Stated exercise 1
Please print the post below, about sending Wendell Berry's poem "Testament" to a grieving student, word for word.

Selected extract
* * *

One of my students, a girl I care about and admire tremendously, suddenly and unexpectedly lost her father this past week. She took my Introduction to Literature course last semester, in which we read The Selected Poems of Wendell Berry, and I can think of few poets more consoling on the subject of death. I therefore sent her his poem “Testament.”
Berry is, as Robert Burns was, a “ploughman poet,” one who farms as well as writes. As a result, he is familiar with scenes of life and death and not cut off from the land. I find bracing his matter-of-fact way of talking about the mystery of death as I mourn my own father. I pray that Elena finds similar comfort in his words:
Testament
By Wendell Berry
And now to the Abyss I pass
Of that Unfathomable Grass…
1.
Dear relatives and friends, when my last breath
Grows large and free in air, don’t call it death —
A word to enrich the undertaker and inspire
His surly art of imitating life; conspire
Against him. Say that my body cannot now
Be improved upon; it has no fault to show
To the sly cosmetician. Say that my flesh
Has a perfect compliance with the grass
Truer than any it could have striven for.
You will recognize the earth in me, as before
I wished to know it in myself: my earth
That has been my care and faithful charge from birth,
And toward which all my sorrows were surely bound,
And all my hopes. Say that I have found
A good solution, and am on my way
To the roots. And say I have left my native clay
At last, to be a traveler; that too will be so.

* * *

Data provided
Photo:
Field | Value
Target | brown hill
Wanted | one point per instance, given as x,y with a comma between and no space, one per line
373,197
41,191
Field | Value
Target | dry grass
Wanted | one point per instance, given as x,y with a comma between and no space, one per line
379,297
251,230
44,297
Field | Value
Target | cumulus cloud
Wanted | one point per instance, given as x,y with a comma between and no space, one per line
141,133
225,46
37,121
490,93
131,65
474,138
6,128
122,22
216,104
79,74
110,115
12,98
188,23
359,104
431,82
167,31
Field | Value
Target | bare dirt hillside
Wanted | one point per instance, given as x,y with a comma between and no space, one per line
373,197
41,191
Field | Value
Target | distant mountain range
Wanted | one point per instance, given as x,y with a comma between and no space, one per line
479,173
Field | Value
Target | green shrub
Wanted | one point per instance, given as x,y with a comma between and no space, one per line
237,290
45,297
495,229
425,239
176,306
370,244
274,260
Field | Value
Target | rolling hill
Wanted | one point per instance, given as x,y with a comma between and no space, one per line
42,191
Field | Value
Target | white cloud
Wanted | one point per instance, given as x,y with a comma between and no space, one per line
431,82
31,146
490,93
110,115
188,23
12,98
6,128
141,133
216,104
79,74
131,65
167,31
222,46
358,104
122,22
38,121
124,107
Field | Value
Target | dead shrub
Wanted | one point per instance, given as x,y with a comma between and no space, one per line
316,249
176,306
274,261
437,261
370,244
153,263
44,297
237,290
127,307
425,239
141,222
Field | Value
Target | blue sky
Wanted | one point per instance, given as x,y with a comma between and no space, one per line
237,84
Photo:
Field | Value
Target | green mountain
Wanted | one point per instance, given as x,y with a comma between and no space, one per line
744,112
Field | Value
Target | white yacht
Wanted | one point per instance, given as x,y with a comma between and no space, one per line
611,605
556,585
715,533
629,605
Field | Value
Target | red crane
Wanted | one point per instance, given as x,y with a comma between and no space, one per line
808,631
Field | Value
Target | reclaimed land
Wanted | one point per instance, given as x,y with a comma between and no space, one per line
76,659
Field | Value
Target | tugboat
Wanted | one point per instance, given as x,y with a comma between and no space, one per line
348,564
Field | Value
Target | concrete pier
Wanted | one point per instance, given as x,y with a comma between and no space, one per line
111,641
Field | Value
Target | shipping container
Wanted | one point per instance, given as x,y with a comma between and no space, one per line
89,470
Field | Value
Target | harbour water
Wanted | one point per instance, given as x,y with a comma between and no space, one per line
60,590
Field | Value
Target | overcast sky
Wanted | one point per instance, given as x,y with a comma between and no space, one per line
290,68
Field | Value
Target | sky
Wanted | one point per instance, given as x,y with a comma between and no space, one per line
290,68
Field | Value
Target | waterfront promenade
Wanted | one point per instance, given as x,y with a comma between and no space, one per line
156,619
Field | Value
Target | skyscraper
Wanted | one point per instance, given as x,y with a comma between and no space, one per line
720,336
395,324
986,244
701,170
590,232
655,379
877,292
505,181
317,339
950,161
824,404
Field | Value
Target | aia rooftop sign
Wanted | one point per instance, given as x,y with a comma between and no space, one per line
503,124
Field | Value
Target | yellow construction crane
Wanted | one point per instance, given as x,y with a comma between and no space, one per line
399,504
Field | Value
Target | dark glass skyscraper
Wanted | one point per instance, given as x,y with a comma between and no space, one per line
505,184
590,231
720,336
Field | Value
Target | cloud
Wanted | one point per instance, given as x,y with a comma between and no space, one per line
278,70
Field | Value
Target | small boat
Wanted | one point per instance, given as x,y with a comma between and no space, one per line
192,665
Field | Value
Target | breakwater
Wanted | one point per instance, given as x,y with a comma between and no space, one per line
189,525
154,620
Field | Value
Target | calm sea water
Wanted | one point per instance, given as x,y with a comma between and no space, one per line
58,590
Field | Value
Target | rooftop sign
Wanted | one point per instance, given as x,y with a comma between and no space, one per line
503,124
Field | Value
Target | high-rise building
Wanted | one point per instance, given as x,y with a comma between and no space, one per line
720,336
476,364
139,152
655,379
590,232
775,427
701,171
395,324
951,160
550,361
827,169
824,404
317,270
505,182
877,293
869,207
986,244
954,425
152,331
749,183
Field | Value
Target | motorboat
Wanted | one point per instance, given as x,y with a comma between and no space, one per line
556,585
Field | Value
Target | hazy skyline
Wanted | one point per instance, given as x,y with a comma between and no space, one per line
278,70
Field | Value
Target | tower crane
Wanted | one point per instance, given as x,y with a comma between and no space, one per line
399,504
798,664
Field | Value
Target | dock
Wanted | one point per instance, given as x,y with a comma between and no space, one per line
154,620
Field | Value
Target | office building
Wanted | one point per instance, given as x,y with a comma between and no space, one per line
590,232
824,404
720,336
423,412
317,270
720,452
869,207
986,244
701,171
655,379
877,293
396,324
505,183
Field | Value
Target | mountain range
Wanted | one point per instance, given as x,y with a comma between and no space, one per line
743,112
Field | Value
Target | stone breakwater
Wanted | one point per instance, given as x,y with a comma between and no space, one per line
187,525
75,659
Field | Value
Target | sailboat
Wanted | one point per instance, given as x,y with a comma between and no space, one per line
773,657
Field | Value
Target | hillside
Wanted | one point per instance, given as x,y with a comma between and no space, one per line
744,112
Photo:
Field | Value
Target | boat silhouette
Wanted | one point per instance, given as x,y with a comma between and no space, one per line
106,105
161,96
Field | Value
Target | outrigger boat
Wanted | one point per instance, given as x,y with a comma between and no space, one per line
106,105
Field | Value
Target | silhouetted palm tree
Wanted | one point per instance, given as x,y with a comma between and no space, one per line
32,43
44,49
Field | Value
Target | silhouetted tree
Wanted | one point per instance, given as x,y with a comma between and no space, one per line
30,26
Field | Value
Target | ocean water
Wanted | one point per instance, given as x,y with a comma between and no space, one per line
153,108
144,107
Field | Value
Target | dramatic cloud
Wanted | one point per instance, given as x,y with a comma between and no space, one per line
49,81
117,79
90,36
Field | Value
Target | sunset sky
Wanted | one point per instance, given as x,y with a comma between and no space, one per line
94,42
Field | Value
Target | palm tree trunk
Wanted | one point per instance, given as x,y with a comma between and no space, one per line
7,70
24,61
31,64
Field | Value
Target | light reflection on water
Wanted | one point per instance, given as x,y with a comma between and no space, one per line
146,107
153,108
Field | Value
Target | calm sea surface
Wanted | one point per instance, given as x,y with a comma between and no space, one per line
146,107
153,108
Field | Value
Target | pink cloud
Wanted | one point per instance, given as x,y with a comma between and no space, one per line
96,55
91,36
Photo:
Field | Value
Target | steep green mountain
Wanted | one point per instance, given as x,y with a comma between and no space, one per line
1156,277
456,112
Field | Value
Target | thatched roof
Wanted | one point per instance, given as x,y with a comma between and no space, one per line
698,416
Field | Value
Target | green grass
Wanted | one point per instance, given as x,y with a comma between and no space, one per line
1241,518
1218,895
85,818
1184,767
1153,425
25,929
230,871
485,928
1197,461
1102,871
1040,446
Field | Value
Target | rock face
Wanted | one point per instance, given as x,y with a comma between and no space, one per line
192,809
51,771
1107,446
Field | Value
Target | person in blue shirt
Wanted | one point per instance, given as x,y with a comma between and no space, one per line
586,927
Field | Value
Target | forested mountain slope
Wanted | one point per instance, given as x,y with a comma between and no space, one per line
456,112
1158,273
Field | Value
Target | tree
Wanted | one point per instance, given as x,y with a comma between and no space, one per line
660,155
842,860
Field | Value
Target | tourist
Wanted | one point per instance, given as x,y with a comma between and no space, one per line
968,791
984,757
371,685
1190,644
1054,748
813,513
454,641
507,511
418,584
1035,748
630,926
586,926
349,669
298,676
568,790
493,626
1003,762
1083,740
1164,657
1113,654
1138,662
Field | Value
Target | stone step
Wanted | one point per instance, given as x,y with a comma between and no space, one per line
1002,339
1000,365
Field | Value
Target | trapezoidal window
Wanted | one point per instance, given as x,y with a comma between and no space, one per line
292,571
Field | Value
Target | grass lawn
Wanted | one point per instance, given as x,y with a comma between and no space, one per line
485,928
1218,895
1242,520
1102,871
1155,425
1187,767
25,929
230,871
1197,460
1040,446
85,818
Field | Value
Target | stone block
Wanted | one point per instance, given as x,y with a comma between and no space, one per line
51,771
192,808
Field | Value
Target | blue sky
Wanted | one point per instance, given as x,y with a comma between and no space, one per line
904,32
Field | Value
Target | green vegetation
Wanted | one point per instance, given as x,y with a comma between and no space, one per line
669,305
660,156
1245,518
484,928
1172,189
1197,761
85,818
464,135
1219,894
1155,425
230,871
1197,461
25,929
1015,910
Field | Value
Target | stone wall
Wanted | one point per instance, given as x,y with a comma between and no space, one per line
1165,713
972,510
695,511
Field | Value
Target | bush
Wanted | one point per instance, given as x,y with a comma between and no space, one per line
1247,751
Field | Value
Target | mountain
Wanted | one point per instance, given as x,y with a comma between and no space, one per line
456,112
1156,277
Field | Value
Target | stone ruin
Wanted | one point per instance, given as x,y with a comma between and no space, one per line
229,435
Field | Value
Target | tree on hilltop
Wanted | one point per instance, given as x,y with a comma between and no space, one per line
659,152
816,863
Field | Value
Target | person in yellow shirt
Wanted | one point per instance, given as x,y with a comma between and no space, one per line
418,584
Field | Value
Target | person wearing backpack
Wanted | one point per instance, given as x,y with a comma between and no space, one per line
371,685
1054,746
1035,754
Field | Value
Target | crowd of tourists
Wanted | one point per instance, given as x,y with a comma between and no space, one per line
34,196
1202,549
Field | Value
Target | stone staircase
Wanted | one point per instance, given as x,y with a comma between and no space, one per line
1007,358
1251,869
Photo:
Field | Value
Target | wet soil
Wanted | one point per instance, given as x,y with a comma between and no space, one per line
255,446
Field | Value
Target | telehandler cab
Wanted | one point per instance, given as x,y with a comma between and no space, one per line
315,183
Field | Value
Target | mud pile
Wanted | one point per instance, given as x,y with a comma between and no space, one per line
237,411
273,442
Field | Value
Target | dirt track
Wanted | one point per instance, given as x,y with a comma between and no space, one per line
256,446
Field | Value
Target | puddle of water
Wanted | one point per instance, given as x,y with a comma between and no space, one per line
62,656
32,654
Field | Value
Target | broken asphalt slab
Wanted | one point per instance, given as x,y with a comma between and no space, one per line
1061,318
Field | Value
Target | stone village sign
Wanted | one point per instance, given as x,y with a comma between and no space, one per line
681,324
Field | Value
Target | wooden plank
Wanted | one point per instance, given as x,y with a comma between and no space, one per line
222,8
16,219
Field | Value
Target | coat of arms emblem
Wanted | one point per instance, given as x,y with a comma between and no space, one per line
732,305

* * *

Stated exercise 2
Identify every line of the records above that contains the string "rooftop", and copy each of those lines out in full. Case counts.

Complete answer 1
One of my students, a girl I care about and admire tremendously, suddenly and unexpectedly lost her father this past week. She took my Introduction to Literature course last semester, in which we read The Selected Poems of Wendell Berry, and I can think of few poets more consoling on the subject of death. I therefore sent her his poem “Testament.”
Berry is, as Robert Burns was, a “ploughman poet,” one who farms as well as writes. As a result, he is familiar with scenes of life and death and not cut off from the land. I find bracing his matter-of-fact way of talking about the mystery of death as I mourn my own father. I pray that Elena finds similar comfort in his words:
Testament
By Wendell Berry
And now to the Abyss I pass
Of that Unfathomable Grass…
1.
Dear relatives and friends, when my last breath
Grows large and free in air, don’t call it death —
A word to enrich the undertaker and inspire
His surly art of imitating life; conspire
Against him. Say that my body cannot now
Be improved upon; it has no fault to show
To the sly cosmetician. Say that my flesh
Has a perfect compliance with the grass
Truer than any it could have striven for.
You will recognize the earth in me, as before
I wished to know it in myself: my earth
That has been my care and faithful charge from birth,
And toward which all my sorrows were surely bound,
And all my hopes. Say that I have found
A good solution, and am on my way
To the roots. And say I have left my native clay
At last, to be a traveler; that too will be so.

Complete answer 2
Target | aia rooftop sign
Target | rooftop sign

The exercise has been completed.